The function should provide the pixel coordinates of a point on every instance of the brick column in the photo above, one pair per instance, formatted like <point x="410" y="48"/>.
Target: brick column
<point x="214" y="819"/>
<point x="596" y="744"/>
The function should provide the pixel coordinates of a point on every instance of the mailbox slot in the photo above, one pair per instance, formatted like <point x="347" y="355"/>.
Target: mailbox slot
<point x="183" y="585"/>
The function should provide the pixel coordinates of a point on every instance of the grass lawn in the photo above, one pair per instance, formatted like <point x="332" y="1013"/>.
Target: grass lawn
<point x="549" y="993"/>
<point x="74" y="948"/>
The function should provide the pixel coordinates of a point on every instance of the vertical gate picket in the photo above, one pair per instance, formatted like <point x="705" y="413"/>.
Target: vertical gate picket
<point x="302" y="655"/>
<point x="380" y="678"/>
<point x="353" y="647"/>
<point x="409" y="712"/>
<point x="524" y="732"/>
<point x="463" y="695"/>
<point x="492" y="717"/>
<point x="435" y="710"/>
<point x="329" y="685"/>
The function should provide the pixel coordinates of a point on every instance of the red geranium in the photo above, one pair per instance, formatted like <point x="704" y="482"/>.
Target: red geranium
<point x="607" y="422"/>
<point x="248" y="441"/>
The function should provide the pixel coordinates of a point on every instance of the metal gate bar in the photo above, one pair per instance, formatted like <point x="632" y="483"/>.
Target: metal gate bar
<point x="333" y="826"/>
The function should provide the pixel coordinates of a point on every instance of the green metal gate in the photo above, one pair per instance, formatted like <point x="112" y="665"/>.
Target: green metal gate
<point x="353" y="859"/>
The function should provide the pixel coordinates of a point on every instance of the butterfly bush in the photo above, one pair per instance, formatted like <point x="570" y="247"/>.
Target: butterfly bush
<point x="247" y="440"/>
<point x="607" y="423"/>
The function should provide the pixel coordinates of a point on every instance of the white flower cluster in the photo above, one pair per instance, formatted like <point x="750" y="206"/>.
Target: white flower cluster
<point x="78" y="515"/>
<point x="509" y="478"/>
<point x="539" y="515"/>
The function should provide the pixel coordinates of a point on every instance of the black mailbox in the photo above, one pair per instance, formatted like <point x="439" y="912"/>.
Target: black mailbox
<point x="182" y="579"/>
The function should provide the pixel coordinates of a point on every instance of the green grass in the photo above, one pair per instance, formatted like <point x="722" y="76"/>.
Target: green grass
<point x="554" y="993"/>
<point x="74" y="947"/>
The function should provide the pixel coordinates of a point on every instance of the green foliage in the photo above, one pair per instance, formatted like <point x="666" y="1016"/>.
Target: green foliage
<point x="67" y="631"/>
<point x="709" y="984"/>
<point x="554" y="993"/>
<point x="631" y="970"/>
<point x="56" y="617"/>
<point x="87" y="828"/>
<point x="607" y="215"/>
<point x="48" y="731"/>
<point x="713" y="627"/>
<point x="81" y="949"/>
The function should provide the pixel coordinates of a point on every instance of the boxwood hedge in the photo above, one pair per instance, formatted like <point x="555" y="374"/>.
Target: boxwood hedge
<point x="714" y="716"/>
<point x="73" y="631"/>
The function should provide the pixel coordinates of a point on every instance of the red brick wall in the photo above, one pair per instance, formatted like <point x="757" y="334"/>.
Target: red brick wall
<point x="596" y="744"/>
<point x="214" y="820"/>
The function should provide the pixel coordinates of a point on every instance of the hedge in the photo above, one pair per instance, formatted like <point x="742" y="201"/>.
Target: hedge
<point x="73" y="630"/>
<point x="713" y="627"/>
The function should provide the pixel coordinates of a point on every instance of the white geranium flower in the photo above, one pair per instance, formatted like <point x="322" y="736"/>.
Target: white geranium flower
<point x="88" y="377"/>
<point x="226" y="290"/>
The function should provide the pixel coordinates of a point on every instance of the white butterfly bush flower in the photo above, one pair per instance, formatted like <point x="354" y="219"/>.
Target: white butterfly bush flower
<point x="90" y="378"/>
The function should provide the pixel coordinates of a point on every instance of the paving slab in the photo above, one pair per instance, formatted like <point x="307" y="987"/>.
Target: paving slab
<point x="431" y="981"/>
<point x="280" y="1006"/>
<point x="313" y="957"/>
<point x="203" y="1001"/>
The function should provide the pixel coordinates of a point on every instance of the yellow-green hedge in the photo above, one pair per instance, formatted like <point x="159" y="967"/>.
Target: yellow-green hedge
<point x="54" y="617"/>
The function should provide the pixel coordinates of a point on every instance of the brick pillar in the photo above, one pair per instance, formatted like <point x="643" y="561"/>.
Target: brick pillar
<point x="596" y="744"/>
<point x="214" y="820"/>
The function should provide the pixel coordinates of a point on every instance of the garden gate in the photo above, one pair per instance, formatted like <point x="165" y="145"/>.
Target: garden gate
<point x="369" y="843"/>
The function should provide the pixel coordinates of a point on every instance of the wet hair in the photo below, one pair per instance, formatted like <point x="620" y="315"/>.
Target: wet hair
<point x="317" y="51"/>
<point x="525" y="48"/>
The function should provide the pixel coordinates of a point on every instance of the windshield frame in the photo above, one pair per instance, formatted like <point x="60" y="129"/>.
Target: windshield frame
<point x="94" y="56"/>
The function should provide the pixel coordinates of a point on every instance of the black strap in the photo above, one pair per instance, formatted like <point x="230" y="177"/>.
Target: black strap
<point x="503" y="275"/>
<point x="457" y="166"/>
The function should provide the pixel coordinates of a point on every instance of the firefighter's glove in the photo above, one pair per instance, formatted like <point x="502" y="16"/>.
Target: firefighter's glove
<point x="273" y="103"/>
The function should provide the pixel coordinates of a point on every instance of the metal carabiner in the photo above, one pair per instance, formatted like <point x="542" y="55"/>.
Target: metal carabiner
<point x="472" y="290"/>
★ ★ ★ ★ ★ ★ ★
Short exercise >> Please recast every line of the data above as a Markdown table with two columns, "Row" holding a running number and "Text" holding the line, and skip any blank lines.

Complete response >>
| Row | Text |
|---|---|
| 1 | The function should provide the pixel coordinates of a point on every instance of the brick column in the photo above, one pair per instance, formatted like <point x="410" y="48"/>. |
| 2 | Target: brick column |
| 3 | <point x="214" y="819"/> |
| 4 | <point x="596" y="744"/> |
| 5 | The function should provide the pixel coordinates of a point on every instance of the mailbox slot in the photo above, one pair per instance, formatted like <point x="347" y="355"/>. |
| 6 | Target: mailbox slot |
| 7 | <point x="183" y="585"/> |
| 8 | The function should provide the pixel coordinates of a point on every instance of the grass lawn in the photo above, one pair per instance, formatted like <point x="332" y="1013"/>. |
| 9 | Target: grass lawn |
| 10 | <point x="549" y="993"/> |
| 11 | <point x="74" y="948"/> |
| 12 | The function should provide the pixel coordinates of a point on every instance of the vertical gate picket in the photo above, one pair per instance, formatted like <point x="705" y="413"/>. |
| 13 | Target: vertical gate picket |
| 14 | <point x="302" y="655"/> |
| 15 | <point x="380" y="678"/> |
| 16 | <point x="353" y="647"/> |
| 17 | <point x="409" y="712"/> |
| 18 | <point x="524" y="732"/> |
| 19 | <point x="463" y="695"/> |
| 20 | <point x="492" y="717"/> |
| 21 | <point x="435" y="710"/> |
| 22 | <point x="329" y="685"/> |
| 23 | The function should provide the pixel coordinates of a point on every instance of the red geranium in the photo above, one pair per instance, formatted like <point x="704" y="482"/>. |
| 24 | Target: red geranium |
| 25 | <point x="607" y="422"/> |
| 26 | <point x="248" y="441"/> |
| 27 | The function should provide the pixel coordinates of a point on every instance of the metal gate bar in the photo above, one pair per instance, formatted like <point x="632" y="483"/>. |
| 28 | Target: metal gate bar |
| 29 | <point x="333" y="826"/> |
| 30 | The function should provide the pixel coordinates of a point on every instance of the green metal gate in the photo above, one pair per instance, formatted like <point x="112" y="665"/>. |
| 31 | Target: green metal gate |
| 32 | <point x="353" y="859"/> |
| 33 | The function should provide the pixel coordinates of a point on every instance of the butterfly bush in the photo above, one pair per instance, formatted like <point x="570" y="247"/>. |
| 34 | Target: butterfly bush |
| 35 | <point x="247" y="440"/> |
| 36 | <point x="607" y="423"/> |
| 37 | The function should provide the pixel coordinates of a point on every instance of the white flower cluster in the photo above, one pair per instance, formatted like <point x="750" y="206"/>. |
| 38 | Target: white flower cluster |
| 39 | <point x="78" y="515"/> |
| 40 | <point x="509" y="478"/> |
| 41 | <point x="539" y="515"/> |
| 42 | The function should provide the pixel coordinates of a point on every instance of the black mailbox in the photo above, one pair per instance, formatted like <point x="439" y="912"/>. |
| 43 | Target: black mailbox |
| 44 | <point x="182" y="579"/> |
| 45 | The function should provide the pixel coordinates of a point on every instance of the green grass in the photo above, one pair per instance, formatted like <point x="722" y="76"/>. |
| 46 | Target: green grass |
| 47 | <point x="554" y="993"/> |
| 48 | <point x="74" y="947"/> |
| 49 | The function should provide the pixel coordinates of a point on every instance of the green foliage in the photo above, one pair per instance, formatted like <point x="666" y="1016"/>. |
| 50 | Target: green foliage |
| 51 | <point x="67" y="631"/> |
| 52 | <point x="709" y="984"/> |
| 53 | <point x="554" y="993"/> |
| 54 | <point x="631" y="970"/> |
| 55 | <point x="56" y="617"/> |
| 56 | <point x="87" y="828"/> |
| 57 | <point x="607" y="215"/> |
| 58 | <point x="48" y="731"/> |
| 59 | <point x="713" y="627"/> |
| 60 | <point x="81" y="949"/> |
| 61 | The function should provide the pixel coordinates of a point on every instance of the boxwood hedge in the photo above, one pair per instance, formatted like <point x="555" y="374"/>. |
| 62 | Target: boxwood hedge |
| 63 | <point x="714" y="716"/> |
| 64 | <point x="73" y="631"/> |
| 65 | The function should provide the pixel coordinates of a point on every instance of the red brick wall in the photo above, one pair per instance, formatted like <point x="757" y="334"/>. |
| 66 | Target: red brick wall |
| 67 | <point x="596" y="744"/> |
| 68 | <point x="214" y="820"/> |
| 69 | The function should provide the pixel coordinates of a point on every instance of the hedge in the photo above, one pair per instance, formatted like <point x="742" y="201"/>. |
| 70 | Target: hedge |
| 71 | <point x="73" y="630"/> |
| 72 | <point x="713" y="627"/> |
| 73 | The function should provide the pixel coordinates of a point on every instance of the white geranium flower in the photo above, one pair per instance, formatted like <point x="322" y="736"/>. |
| 74 | Target: white geranium flower |
| 75 | <point x="88" y="377"/> |
| 76 | <point x="226" y="290"/> |
| 77 | The function should provide the pixel coordinates of a point on every instance of the white butterfly bush flower in the photo above, one pair per instance, formatted like <point x="354" y="219"/>. |
| 78 | Target: white butterfly bush flower |
| 79 | <point x="90" y="378"/> |
| 80 | The function should provide the pixel coordinates of a point on every instance of the paving slab in the photo above, one pair per instance, formatted like <point x="307" y="987"/>. |
| 81 | Target: paving slab |
| 82 | <point x="431" y="981"/> |
| 83 | <point x="280" y="1006"/> |
| 84 | <point x="313" y="957"/> |
| 85 | <point x="203" y="1001"/> |
| 86 | The function should provide the pixel coordinates of a point on every instance of the yellow-green hedge in the photo above, one pair per instance, formatted like <point x="159" y="967"/>. |
| 87 | Target: yellow-green hedge |
| 88 | <point x="54" y="617"/> |
| 89 | The function should provide the pixel coordinates of a point on every instance of the brick pillar in the photo above, one pair per instance, formatted like <point x="643" y="561"/>. |
| 90 | Target: brick pillar |
| 91 | <point x="596" y="744"/> |
| 92 | <point x="214" y="820"/> |
| 93 | The function should provide the pixel coordinates of a point on every instance of the garden gate in the photo above, one pair per instance, formatted like <point x="165" y="145"/>. |
| 94 | Target: garden gate |
| 95 | <point x="369" y="843"/> |
| 96 | The function should provide the pixel coordinates of a point on every instance of the wet hair in the photo below, one pair per instance, formatted like <point x="620" y="315"/>. |
| 97 | Target: wet hair |
| 98 | <point x="317" y="51"/> |
| 99 | <point x="525" y="48"/> |
| 100 | The function should provide the pixel coordinates of a point on every instance of the windshield frame in the photo above, one pair per instance, formatted like <point x="60" y="129"/>. |
| 101 | Target: windshield frame |
| 102 | <point x="94" y="56"/> |
| 103 | The function should provide the pixel coordinates of a point on every instance of the black strap in the photo above, one pair per instance, formatted like <point x="230" y="177"/>. |
| 104 | Target: black strap |
| 105 | <point x="503" y="275"/> |
| 106 | <point x="457" y="166"/> |
| 107 | The function should provide the pixel coordinates of a point on every instance of the firefighter's glove in the photo above, one pair per instance, formatted like <point x="502" y="16"/>. |
| 108 | Target: firefighter's glove |
| 109 | <point x="273" y="103"/> |
| 110 | The function should provide the pixel coordinates of a point on every instance of the metal carabiner in the photo above, one pair per instance, formatted like <point x="542" y="55"/>. |
| 111 | Target: metal carabiner |
| 112 | <point x="472" y="290"/> |